### Instrucciones:
[a] Resume en dos oraciones el texto de referencia sobre la afirmación de Stanley G. Payne y la guerra de secesión.
[b] Enumera los asuntos que, según el texto de referencia, dieron lugar a discusiones entre historiadores norteamericanos sobre la guerra de secesión.
[c] Reproduce del texto de referencia el fragmento que va de "Ángel Viñas" a "Payne es originario.", ambos incluidos.

### Texto de referencia:
○ ○ ○

Pongo
en interrogante una reciente afirmación del profesor Stanley G. Payne.
La hizo en positivo según la transcripción (no necesariamente fiable) de
unas declaraciones suyas al periódico Levante (28 de noviembre). La ocasión la ofreció una conferencia impartida la víspera en la Universidad Católica de Valencia. Obsérvese, no en la pública. De
ser cierta, suscita una serie de cuestiones generales y particulares,
tanto de tipo historiográfico como ideológico. Abordaré, ante todo, las
primeras.
Ángel Viñas
Un
paseo tranquilo por algunas de las librerías más importantes de New
York City basta para mostrar a cualquiera las múltiples formas en que se
trata el pasado del país del que el profesor Payne es originario.
Anaqueles enteros están dedicados a obras sobre la guerra de secesión
(the American Civil War,
en la acepción más comúnmente aceptada en Estados Unidos). Que tuviera
lugar entre 1861 y 1865 (es decir, que terminara hace ya 150 años) no
parece óbice. Hay revistas dedicadas íntegramente a la misma con tiradas
considerables. Pintores destacados han recreado y recrean escenas del
conflicto. Se venden a precios exorbitantes. Incluso siguen apareciendo
películas (la última, Lincoln, 2012, de Steven Spielberg) que tocan aspectos relacionados con la contienda y su trasfondo.
Hasta
hace relativamente poco las feroces discusiones entre historiadores
norteamericanos eran objeto de sesudos tratamientos periodísticos. Entre
ellas se incluyen, por ejemplo, las sugeridas por visiones
completamente dispares sobre el proceso que llevó al estallido del
conflicto, el papel de la esclavitud antes y en el mismo (muchos lo
negaron más o menos abiertamente) y la adecuación de su denominación
(guerra entre los Estados ha sido siempre una de las favoritas para una
corriente minoritaria).

○ ○ ○

### Extractos de datos:
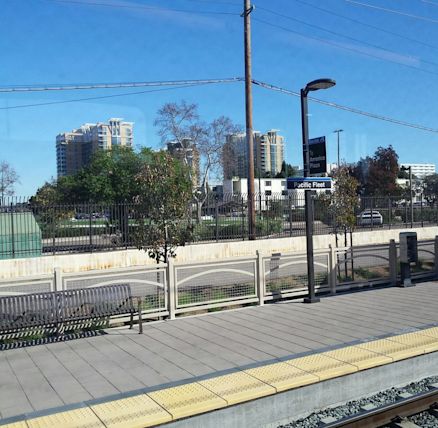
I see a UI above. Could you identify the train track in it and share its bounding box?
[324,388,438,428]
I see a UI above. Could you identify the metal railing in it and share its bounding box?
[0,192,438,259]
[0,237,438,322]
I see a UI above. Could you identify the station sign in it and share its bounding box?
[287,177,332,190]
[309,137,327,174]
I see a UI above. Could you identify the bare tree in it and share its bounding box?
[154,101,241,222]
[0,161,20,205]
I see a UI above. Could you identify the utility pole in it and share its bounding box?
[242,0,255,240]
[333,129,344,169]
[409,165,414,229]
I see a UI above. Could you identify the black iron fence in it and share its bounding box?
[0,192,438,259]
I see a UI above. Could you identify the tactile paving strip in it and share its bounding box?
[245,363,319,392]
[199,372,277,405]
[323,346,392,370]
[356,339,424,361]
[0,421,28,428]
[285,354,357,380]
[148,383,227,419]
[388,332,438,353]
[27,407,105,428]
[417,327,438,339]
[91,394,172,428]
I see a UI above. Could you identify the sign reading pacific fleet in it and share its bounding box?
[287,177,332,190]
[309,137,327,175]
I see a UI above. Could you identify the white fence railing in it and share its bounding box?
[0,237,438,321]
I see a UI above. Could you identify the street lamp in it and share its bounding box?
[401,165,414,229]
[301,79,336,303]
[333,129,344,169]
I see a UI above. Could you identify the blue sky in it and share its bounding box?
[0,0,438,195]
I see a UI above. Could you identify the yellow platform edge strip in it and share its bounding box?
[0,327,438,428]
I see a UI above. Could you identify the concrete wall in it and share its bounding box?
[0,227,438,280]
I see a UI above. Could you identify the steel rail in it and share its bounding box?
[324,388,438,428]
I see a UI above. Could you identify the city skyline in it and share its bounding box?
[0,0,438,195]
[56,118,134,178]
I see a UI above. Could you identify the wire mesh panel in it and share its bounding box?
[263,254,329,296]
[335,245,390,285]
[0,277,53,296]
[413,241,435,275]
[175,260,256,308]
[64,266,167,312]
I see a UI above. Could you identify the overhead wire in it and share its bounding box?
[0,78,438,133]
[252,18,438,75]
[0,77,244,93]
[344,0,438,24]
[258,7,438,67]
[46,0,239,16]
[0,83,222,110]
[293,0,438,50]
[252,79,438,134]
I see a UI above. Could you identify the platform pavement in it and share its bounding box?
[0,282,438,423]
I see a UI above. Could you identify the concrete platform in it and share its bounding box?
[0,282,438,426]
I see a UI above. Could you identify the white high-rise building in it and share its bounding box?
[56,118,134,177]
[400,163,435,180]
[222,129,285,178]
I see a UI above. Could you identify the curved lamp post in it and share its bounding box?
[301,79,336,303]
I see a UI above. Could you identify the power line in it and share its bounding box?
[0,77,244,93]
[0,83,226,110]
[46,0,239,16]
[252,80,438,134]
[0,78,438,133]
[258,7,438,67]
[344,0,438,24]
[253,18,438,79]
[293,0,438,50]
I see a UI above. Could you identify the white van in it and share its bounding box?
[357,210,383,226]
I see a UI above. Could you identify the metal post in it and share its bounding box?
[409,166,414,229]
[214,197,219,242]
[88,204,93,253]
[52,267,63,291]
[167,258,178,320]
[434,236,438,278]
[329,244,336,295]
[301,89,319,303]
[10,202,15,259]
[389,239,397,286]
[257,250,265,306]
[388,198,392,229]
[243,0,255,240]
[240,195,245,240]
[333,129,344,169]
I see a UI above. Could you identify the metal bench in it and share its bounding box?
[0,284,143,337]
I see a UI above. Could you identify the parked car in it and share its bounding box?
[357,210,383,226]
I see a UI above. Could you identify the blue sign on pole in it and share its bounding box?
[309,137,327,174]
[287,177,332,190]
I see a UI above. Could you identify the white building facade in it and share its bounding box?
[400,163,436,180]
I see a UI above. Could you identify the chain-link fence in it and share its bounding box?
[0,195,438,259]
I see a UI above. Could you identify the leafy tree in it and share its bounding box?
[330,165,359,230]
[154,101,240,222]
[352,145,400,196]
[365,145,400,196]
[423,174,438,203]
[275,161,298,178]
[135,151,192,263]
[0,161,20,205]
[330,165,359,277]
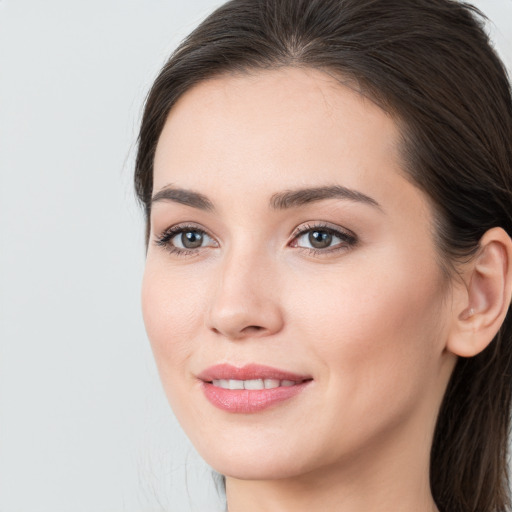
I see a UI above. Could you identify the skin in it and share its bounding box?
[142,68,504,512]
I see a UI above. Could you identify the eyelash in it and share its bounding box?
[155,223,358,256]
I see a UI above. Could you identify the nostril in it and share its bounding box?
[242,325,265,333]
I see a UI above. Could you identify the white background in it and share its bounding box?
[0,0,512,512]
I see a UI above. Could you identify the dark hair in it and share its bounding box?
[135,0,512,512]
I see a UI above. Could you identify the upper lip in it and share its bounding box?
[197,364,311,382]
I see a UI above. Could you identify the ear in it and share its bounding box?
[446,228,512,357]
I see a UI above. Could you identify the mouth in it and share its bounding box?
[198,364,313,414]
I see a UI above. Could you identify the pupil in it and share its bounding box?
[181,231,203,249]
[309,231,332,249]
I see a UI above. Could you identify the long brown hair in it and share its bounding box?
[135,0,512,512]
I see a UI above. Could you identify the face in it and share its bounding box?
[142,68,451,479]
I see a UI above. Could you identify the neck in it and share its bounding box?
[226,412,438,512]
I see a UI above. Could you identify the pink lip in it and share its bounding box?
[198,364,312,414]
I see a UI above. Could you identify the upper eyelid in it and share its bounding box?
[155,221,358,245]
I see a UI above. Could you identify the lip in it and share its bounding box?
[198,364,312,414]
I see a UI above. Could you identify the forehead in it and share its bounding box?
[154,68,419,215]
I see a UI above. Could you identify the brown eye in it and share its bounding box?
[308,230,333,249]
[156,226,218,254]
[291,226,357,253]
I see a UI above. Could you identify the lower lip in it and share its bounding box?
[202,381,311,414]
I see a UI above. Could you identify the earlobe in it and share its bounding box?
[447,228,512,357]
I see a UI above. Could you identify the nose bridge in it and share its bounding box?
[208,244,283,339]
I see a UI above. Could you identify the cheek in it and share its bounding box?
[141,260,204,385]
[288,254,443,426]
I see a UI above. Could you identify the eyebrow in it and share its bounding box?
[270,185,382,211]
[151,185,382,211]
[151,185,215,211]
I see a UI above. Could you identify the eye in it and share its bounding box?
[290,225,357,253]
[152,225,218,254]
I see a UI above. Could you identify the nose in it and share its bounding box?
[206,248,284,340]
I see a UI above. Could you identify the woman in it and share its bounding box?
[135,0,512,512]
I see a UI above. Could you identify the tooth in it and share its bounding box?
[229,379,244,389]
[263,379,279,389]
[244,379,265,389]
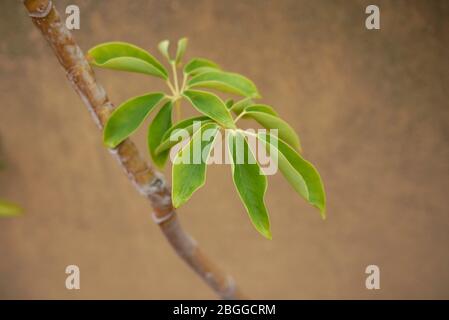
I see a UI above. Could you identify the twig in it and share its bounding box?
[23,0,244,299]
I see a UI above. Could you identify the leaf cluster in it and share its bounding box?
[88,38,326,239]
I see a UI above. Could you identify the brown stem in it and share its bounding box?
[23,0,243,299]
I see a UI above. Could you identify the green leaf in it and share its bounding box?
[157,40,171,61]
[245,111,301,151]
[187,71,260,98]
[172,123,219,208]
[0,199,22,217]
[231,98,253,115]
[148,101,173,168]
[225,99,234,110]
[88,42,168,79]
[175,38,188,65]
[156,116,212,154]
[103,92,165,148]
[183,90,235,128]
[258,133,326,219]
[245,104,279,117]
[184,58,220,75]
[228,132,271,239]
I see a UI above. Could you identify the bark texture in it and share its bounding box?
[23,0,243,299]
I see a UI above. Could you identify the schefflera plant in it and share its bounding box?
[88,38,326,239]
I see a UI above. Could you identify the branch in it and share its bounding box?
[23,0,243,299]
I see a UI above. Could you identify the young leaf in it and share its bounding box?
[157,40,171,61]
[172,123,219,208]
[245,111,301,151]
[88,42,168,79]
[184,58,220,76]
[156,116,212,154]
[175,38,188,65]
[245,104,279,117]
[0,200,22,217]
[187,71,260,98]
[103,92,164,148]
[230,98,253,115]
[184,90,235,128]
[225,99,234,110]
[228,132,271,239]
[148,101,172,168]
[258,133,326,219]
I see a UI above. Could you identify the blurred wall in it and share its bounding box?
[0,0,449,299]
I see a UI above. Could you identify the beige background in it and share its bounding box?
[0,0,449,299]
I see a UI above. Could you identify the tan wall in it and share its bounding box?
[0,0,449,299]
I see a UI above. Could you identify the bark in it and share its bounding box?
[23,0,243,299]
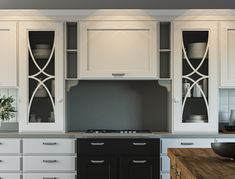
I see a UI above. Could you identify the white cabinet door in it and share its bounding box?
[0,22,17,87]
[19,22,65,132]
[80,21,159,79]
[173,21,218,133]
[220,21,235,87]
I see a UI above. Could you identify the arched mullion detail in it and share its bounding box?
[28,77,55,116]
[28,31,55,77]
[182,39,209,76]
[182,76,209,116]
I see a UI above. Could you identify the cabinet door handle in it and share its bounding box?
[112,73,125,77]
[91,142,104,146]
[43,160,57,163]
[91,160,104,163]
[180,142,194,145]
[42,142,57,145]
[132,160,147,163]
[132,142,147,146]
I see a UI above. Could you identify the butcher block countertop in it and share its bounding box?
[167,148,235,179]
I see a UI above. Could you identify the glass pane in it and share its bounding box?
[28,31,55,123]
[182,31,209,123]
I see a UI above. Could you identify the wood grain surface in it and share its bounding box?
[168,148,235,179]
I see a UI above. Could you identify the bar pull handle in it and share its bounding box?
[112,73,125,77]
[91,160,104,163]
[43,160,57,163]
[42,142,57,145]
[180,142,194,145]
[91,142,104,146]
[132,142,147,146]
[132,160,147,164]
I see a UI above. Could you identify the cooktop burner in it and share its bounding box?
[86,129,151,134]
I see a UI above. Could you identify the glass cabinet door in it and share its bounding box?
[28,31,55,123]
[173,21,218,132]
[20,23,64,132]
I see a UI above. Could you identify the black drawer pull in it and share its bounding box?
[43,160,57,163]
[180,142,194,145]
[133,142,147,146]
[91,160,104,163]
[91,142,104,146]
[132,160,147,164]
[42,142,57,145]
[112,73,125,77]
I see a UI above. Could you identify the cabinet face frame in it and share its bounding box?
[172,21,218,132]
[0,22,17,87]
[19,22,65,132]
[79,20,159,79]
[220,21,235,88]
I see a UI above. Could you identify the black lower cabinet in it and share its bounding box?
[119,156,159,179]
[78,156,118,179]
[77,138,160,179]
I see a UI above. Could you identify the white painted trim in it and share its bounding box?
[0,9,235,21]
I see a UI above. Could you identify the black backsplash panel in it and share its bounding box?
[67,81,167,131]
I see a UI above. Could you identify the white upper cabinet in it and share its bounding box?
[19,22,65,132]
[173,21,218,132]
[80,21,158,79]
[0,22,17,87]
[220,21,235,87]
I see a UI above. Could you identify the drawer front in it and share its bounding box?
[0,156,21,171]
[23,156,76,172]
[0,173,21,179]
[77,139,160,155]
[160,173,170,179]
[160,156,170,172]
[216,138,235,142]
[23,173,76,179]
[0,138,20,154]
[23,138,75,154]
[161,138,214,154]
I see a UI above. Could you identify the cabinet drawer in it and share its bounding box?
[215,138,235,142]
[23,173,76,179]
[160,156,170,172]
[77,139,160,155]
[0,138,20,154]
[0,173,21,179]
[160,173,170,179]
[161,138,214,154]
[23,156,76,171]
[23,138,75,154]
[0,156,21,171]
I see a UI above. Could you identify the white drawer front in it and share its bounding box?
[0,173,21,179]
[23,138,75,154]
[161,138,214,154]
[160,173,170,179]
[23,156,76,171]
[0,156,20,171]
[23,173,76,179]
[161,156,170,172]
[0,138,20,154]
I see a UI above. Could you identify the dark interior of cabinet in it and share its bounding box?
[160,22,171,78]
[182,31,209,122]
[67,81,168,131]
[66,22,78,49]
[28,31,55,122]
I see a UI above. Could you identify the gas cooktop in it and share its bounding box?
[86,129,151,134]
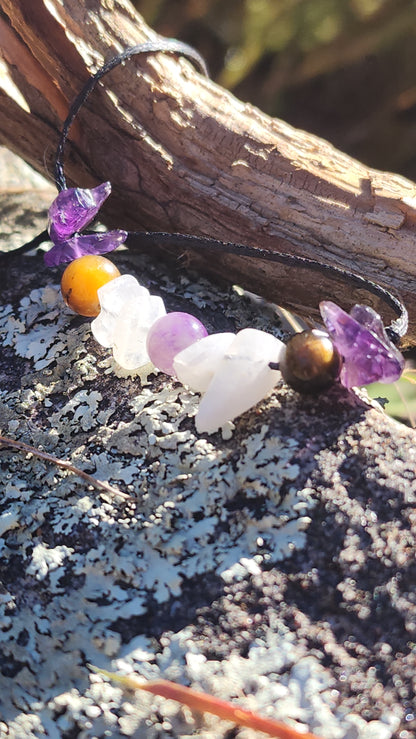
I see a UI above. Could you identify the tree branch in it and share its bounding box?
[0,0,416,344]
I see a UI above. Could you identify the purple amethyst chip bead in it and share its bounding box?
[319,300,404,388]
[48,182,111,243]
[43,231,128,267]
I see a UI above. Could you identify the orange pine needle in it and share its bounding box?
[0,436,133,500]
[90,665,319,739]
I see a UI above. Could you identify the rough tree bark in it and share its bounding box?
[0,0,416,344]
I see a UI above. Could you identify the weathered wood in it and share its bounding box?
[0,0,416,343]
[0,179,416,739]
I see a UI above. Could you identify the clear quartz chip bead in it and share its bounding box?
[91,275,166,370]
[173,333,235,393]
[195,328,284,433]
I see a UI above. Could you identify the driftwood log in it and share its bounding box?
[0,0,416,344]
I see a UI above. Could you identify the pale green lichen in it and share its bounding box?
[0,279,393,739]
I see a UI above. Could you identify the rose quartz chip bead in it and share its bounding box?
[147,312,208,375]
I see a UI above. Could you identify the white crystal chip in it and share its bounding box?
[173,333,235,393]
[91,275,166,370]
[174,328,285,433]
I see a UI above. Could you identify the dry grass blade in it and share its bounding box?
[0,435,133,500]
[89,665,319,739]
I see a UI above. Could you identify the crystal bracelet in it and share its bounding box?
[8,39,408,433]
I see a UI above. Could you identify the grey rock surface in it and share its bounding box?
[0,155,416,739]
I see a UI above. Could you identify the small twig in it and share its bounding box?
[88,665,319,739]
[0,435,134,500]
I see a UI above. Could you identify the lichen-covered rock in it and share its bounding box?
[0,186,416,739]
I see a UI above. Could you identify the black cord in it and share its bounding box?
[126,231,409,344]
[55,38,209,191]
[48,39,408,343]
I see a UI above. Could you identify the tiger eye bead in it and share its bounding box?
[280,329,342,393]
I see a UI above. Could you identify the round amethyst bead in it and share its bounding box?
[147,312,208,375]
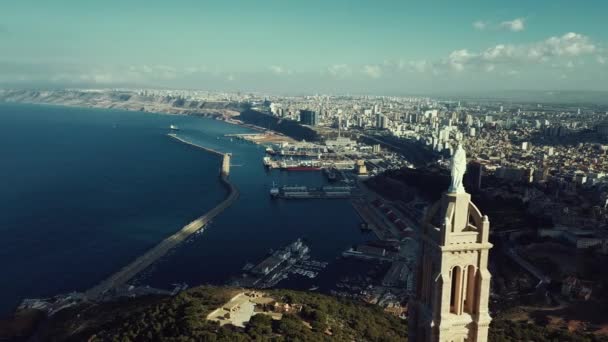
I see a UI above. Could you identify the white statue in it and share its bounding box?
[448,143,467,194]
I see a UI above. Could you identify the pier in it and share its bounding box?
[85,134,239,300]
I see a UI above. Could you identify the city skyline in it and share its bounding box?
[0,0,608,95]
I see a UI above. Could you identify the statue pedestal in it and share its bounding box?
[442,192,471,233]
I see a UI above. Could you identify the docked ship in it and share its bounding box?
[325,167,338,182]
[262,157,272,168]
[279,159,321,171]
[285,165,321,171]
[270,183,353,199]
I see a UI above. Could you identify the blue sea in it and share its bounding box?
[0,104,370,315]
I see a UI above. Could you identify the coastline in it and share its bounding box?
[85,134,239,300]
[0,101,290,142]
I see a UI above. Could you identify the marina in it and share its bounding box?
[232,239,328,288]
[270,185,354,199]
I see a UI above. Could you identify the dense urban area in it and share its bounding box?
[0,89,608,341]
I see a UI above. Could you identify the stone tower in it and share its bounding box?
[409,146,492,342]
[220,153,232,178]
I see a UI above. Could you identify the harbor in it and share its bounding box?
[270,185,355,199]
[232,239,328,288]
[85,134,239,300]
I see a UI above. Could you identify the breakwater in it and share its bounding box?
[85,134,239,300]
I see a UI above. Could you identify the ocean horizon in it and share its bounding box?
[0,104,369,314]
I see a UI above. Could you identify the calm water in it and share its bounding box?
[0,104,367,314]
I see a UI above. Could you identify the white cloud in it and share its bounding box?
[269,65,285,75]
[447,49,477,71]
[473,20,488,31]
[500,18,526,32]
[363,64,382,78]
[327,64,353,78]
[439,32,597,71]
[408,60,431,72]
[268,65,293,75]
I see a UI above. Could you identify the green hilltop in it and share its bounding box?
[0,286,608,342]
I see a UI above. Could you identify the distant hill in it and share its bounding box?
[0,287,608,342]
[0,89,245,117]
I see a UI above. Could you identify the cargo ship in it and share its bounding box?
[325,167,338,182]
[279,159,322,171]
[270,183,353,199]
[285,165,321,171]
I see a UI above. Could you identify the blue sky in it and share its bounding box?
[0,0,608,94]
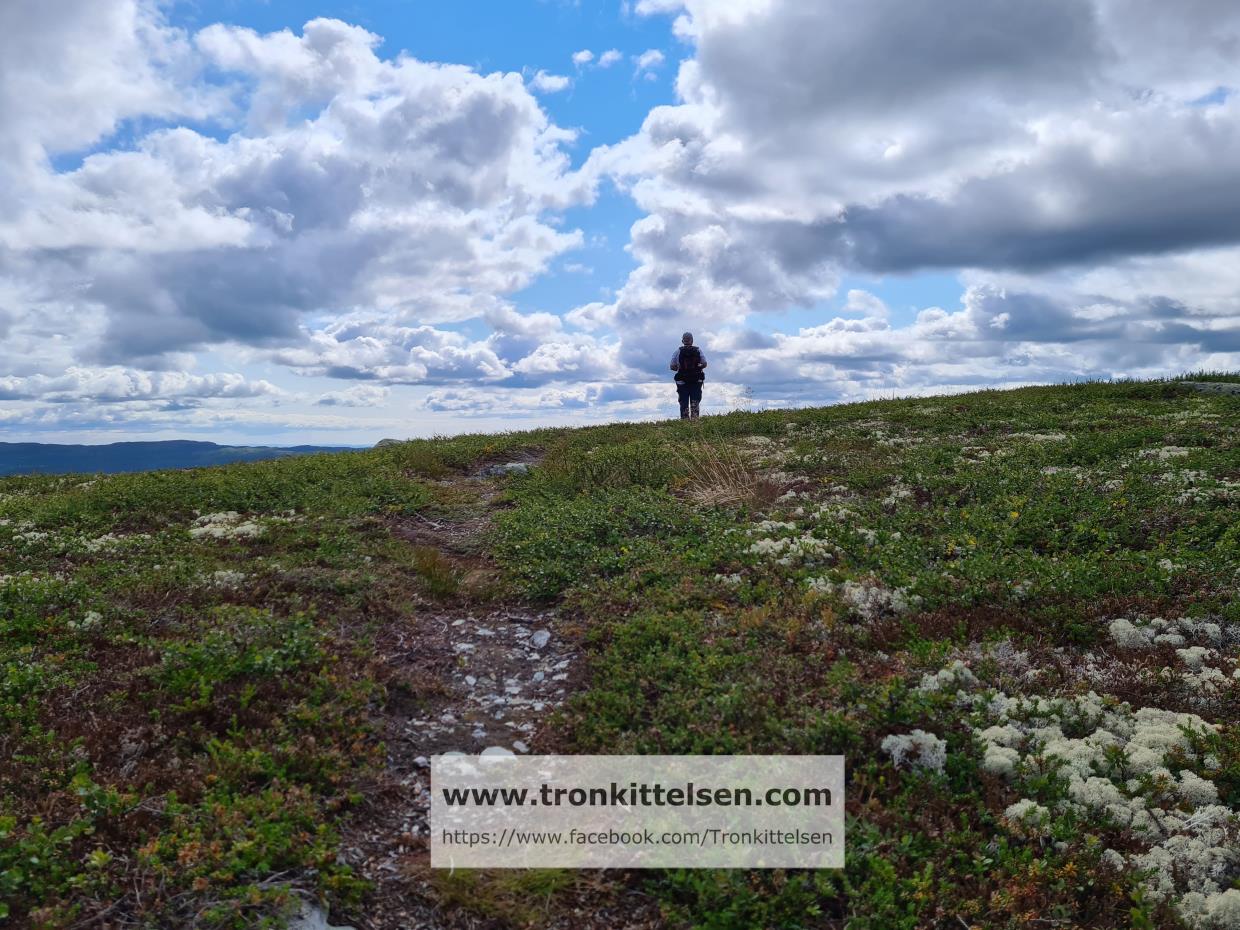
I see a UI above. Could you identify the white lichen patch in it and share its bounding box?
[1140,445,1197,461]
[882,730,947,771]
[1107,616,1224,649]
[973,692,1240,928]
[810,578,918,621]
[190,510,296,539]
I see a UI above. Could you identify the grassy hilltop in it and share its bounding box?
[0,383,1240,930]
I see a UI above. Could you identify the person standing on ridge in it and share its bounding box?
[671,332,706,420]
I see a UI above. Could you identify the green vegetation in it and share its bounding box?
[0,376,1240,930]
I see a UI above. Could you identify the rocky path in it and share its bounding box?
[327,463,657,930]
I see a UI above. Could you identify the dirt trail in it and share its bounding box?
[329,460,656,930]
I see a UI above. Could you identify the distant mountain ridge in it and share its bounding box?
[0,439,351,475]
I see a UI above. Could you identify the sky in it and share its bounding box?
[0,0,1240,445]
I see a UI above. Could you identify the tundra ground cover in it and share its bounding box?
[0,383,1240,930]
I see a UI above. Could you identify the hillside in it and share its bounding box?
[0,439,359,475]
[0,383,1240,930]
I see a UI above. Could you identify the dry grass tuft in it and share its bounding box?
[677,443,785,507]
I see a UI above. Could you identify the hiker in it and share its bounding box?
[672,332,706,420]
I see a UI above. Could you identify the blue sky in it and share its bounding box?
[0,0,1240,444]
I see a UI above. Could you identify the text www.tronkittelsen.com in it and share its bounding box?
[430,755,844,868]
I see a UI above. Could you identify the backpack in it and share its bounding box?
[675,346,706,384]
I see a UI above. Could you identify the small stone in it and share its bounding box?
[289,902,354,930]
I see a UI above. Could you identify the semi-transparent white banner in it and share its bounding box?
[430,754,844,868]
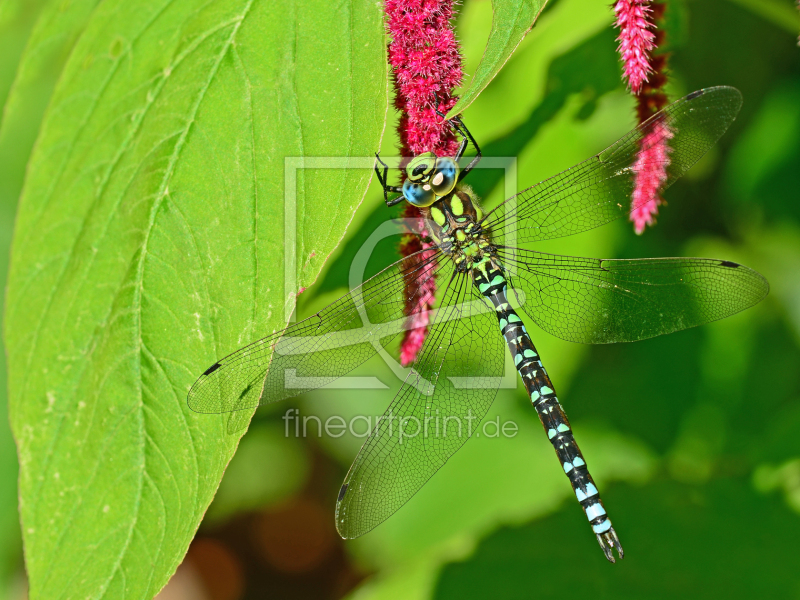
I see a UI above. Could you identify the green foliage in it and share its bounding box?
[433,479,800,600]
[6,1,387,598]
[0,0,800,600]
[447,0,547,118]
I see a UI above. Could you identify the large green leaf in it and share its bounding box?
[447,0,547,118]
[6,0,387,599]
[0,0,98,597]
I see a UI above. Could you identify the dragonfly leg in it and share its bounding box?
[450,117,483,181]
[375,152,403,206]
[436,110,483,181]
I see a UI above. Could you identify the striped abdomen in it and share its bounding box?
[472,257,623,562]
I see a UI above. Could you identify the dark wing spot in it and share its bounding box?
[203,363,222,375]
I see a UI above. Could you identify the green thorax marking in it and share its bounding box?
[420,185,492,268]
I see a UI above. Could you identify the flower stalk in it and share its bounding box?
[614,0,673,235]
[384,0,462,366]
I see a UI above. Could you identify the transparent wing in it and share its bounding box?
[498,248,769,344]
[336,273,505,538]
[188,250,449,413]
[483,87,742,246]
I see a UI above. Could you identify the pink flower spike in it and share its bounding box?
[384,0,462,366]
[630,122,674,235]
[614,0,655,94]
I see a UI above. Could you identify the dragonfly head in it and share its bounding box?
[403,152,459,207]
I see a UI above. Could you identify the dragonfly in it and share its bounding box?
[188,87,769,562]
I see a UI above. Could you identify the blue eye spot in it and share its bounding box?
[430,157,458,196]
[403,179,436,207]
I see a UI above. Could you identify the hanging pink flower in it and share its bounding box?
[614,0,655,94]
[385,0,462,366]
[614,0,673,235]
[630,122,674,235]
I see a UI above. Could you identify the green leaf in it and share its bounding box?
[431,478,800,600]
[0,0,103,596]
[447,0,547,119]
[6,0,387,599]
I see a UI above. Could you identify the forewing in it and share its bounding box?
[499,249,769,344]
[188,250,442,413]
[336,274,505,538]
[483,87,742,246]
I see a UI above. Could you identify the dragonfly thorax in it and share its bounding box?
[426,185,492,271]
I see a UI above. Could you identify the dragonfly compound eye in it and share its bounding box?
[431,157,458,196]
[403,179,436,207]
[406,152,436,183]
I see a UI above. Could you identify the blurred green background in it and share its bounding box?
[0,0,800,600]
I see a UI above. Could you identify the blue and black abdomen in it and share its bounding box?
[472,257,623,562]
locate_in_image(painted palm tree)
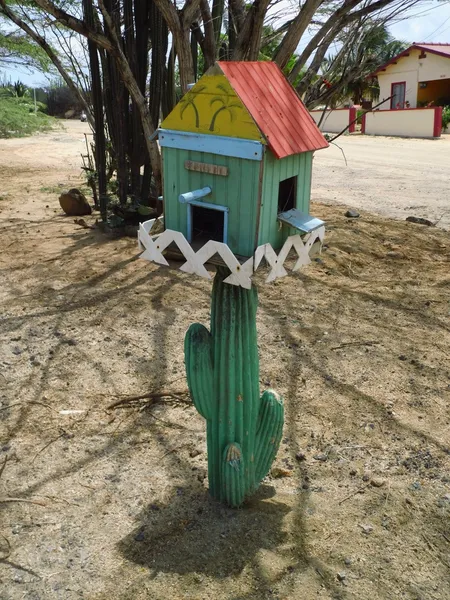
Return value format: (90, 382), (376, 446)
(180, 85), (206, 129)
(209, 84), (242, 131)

○ ○ ○

### Respuestas:
[a] El autor pone en interrogante una afirmación que el profesor Stanley G. Payne hizo al periódico Levante tras una conferencia en la Universidad Católica de Valencia, y anuncia que abordará primero las cuestiones generales que esta suscita. En Estados Unidos, la guerra de secesión sigue presente en librerías, revistas, pinturas y películas, y hasta hace relativamente poco las discusiones entre historiadores sobre ella recibían tratamientos periodísticos.

[b]
- El proceso que llevó al estallido del conflicto.
- El papel de la esclavitud antes del conflicto y durante él.
- La adecuación de su denominación.

[c]
Ángel Viñas
Un
paseo tranquilo por algunas de las librerías más importantes de New
York City basta para mostrar a cualquiera las múltiples formas en que se
trata el pasado del país del que el profesor Payne es originario.